• [WHAT IS REQUIRED]: Below are entries; copy exactly the lines from the one with "Target: orange autumn tree" through the one with "column 155, row 68", both included, and leave out the rest.

• [SOURCE INFORMATION]:
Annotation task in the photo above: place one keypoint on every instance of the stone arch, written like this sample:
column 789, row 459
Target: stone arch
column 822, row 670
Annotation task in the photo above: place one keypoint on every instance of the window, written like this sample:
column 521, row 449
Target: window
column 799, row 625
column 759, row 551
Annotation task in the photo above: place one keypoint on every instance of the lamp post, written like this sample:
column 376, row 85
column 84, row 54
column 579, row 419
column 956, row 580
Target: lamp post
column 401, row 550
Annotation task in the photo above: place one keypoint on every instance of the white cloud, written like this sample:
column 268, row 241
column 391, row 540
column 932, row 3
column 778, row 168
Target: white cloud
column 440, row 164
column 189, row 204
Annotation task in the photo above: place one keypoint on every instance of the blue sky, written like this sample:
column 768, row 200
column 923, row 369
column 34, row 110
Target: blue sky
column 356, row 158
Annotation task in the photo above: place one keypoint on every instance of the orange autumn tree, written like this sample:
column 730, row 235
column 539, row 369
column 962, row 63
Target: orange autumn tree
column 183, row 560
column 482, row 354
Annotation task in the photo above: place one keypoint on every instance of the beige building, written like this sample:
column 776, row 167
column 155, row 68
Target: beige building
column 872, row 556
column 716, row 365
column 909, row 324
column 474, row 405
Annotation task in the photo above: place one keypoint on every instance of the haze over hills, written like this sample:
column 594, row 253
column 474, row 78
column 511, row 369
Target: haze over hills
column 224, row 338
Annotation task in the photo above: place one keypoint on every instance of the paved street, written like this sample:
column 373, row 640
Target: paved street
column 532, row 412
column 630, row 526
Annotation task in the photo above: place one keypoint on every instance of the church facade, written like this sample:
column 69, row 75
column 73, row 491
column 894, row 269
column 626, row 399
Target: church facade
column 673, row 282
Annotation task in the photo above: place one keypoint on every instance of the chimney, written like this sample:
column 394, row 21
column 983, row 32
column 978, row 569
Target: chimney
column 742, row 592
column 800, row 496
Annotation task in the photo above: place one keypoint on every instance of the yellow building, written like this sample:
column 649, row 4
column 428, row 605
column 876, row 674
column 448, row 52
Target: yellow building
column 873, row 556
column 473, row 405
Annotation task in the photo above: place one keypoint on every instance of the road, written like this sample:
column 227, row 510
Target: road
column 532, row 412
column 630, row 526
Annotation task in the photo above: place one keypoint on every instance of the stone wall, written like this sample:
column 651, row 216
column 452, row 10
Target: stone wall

• [SOLUTION TO THE EXERCISE]:
Target: orange autumn tree
column 183, row 560
column 482, row 354
Annotation task in the photo above: place one keypoint on every instance of the beige building, written like this sample:
column 776, row 167
column 155, row 68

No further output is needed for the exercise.